[WHAT TO PRODUCE] Will you output all of the data below exactly, omitting the images?

[PROVIDED DATA]
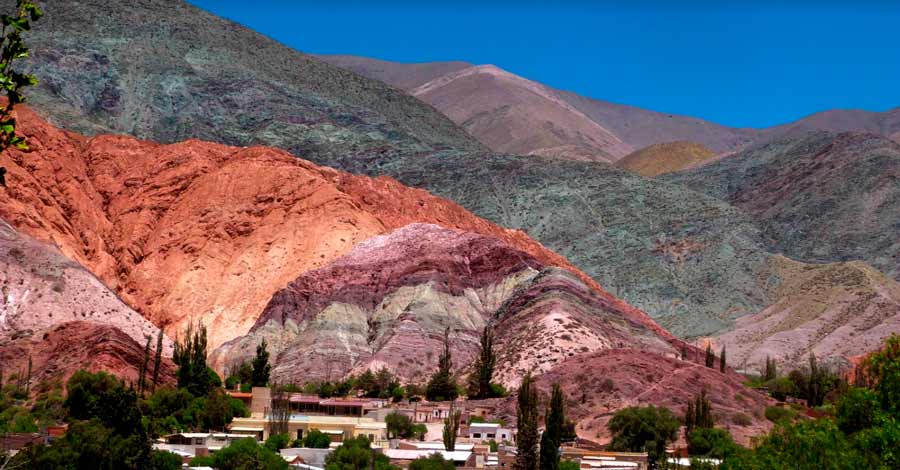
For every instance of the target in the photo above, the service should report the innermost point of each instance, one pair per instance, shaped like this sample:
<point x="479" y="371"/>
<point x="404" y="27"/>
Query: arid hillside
<point x="389" y="301"/>
<point x="205" y="232"/>
<point x="665" y="158"/>
<point x="836" y="311"/>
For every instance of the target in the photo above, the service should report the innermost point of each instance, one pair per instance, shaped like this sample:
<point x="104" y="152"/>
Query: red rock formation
<point x="598" y="384"/>
<point x="65" y="348"/>
<point x="388" y="302"/>
<point x="202" y="231"/>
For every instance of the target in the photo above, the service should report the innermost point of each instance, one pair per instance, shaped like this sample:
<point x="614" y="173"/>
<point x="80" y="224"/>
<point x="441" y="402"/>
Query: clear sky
<point x="743" y="64"/>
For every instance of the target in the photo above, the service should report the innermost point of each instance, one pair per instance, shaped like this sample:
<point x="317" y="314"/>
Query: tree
<point x="261" y="367"/>
<point x="442" y="385"/>
<point x="355" y="454"/>
<point x="28" y="378"/>
<point x="480" y="381"/>
<point x="434" y="461"/>
<point x="12" y="82"/>
<point x="771" y="369"/>
<point x="857" y="410"/>
<point x="399" y="426"/>
<point x="246" y="454"/>
<point x="142" y="372"/>
<point x="451" y="428"/>
<point x="157" y="359"/>
<point x="316" y="439"/>
<point x="643" y="429"/>
<point x="527" y="419"/>
<point x="276" y="442"/>
<point x="190" y="357"/>
<point x="551" y="439"/>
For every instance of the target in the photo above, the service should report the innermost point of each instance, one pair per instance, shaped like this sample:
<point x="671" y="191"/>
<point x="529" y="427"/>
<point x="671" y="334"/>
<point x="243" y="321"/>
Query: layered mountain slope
<point x="404" y="76"/>
<point x="823" y="197"/>
<point x="204" y="231"/>
<point x="389" y="301"/>
<point x="838" y="120"/>
<point x="41" y="289"/>
<point x="666" y="158"/>
<point x="634" y="126"/>
<point x="691" y="261"/>
<point x="67" y="347"/>
<point x="510" y="114"/>
<point x="837" y="311"/>
<point x="598" y="384"/>
<point x="673" y="252"/>
<point x="118" y="68"/>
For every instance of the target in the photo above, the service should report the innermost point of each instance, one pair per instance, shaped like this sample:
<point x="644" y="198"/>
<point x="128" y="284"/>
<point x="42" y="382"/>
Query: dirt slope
<point x="665" y="158"/>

[WRITTEN RESPONSE]
For every instance of the target in the photo above, the service should report the innermost point of each instance, one pair per instance, shaped like this sample:
<point x="479" y="371"/>
<point x="404" y="27"/>
Query: arid hillside
<point x="389" y="301"/>
<point x="205" y="232"/>
<point x="665" y="158"/>
<point x="836" y="311"/>
For every instance of the target in the photo above, the service should report the innermost point of each instance, one pair per instance, shaped like this sample:
<point x="104" y="152"/>
Query: red rock formation
<point x="598" y="384"/>
<point x="65" y="348"/>
<point x="388" y="302"/>
<point x="202" y="231"/>
For every instance of the target in the photo above, the service should report the innermost point of each instance, one pair per instance, shaped like this sample:
<point x="614" y="173"/>
<point x="80" y="224"/>
<point x="441" y="402"/>
Query: clear sky
<point x="743" y="64"/>
For every instance of the target in the photo above, the service should report the innermost point of each instance, one pair per instance, shaped like this sample:
<point x="317" y="314"/>
Query: tree
<point x="261" y="367"/>
<point x="442" y="385"/>
<point x="355" y="454"/>
<point x="28" y="378"/>
<point x="480" y="381"/>
<point x="434" y="461"/>
<point x="12" y="82"/>
<point x="771" y="369"/>
<point x="857" y="410"/>
<point x="399" y="426"/>
<point x="246" y="454"/>
<point x="142" y="372"/>
<point x="451" y="428"/>
<point x="157" y="359"/>
<point x="316" y="439"/>
<point x="643" y="429"/>
<point x="527" y="419"/>
<point x="276" y="442"/>
<point x="190" y="357"/>
<point x="551" y="439"/>
For every instance of the target in the photo above, the service should report the innermost point of each instance, one pair per instance, shaped like this sample:
<point x="671" y="191"/>
<point x="529" y="427"/>
<point x="671" y="334"/>
<point x="243" y="321"/>
Query: layered mountain slope
<point x="404" y="76"/>
<point x="823" y="197"/>
<point x="204" y="231"/>
<point x="389" y="301"/>
<point x="838" y="120"/>
<point x="41" y="289"/>
<point x="666" y="158"/>
<point x="634" y="126"/>
<point x="691" y="261"/>
<point x="67" y="347"/>
<point x="510" y="114"/>
<point x="837" y="311"/>
<point x="598" y="384"/>
<point x="673" y="252"/>
<point x="118" y="68"/>
For every instance of the target in the photo above, the service should report the innermost point of each instance, one pair per instance, shaped like this sample:
<point x="644" y="198"/>
<point x="128" y="284"/>
<point x="42" y="382"/>
Query: dirt slope
<point x="665" y="158"/>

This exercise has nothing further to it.